[AFS3-std] rpc refresh: FetchDirectory: discussion only

Sat, 12 Sep 2009 13:44:15 -0400

--On Saturday, September 12, 2009 02:05:36 AM -0400 Tom Keiser 
<tkeiser@sinenomine.net> wrote:

> Let me tackle 4 and 6 together, as I think they're intertwined.  Both
> of these points seem to implicitly assume the current fileserver
> implementation.  I can easily envision a future fileserver that stores
> the directory object as, say, a B-tree.  In that case, returning a
> sorted subset is rather trivial, and addressing a subset by an ordinal
> rather awkward, as you're effectively trying to linearize the
> structure by something other than its natural sort order.

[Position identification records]

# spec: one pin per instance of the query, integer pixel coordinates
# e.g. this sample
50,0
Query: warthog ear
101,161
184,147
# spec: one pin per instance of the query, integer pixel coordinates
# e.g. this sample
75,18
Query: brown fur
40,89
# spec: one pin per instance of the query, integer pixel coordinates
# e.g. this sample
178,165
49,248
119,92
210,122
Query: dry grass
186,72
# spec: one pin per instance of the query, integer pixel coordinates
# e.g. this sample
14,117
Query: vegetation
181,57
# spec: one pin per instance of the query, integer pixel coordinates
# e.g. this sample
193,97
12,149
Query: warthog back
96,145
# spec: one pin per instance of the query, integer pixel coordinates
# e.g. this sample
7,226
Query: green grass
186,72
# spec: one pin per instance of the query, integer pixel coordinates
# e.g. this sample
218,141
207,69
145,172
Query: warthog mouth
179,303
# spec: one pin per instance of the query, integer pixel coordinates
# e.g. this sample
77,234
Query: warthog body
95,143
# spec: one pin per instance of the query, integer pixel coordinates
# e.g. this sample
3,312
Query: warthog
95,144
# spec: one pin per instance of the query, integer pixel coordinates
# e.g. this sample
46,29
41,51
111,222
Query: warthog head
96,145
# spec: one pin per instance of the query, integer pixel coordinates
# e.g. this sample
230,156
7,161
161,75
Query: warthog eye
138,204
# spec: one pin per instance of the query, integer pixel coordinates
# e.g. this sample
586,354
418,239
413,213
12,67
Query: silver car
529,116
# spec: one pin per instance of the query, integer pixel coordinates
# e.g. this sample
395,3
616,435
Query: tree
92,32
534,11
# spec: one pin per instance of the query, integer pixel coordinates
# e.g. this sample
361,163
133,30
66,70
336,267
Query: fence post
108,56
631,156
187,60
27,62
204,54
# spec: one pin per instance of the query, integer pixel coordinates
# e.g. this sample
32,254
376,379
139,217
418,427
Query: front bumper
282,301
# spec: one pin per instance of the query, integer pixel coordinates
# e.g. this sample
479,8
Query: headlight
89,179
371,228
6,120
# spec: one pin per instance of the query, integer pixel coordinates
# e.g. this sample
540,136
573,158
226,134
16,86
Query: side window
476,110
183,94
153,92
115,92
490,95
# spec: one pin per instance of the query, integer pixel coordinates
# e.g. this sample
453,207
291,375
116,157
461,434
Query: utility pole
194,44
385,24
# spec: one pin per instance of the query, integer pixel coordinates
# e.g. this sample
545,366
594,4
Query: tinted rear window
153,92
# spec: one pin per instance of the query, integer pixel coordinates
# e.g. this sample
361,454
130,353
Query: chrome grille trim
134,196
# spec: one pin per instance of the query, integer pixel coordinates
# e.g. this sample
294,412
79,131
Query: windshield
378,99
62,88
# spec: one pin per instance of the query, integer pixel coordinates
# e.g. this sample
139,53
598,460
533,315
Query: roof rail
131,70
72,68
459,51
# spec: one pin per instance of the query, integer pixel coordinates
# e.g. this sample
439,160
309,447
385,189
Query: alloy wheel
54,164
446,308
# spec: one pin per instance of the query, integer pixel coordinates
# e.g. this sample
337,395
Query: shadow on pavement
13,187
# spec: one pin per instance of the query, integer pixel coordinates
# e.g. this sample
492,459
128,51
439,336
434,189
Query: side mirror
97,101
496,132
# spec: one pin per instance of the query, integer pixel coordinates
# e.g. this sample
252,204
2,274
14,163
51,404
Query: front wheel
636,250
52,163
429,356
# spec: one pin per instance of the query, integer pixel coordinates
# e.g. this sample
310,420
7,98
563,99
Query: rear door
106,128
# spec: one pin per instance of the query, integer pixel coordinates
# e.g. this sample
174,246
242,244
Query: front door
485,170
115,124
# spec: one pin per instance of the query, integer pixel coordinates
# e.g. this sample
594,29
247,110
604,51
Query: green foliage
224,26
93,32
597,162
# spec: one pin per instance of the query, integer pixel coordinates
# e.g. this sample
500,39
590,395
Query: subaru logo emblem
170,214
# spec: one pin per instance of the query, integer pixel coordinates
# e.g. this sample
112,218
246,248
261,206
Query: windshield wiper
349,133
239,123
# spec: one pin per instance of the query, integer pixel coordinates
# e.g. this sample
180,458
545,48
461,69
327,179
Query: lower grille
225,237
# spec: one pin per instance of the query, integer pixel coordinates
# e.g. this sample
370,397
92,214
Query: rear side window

## TASKS TO COMPLETE
1. According to the mailing-list post, what data structure might a future fileserver use to store the directory object?
2. Extract every line of the records that contains the string "front".
The mailing-list post and the records are unrelated materials.

## SOLVED TASKS
1. A B-tree.

2.
Query: front bumper
Query: front wheel
Query: front door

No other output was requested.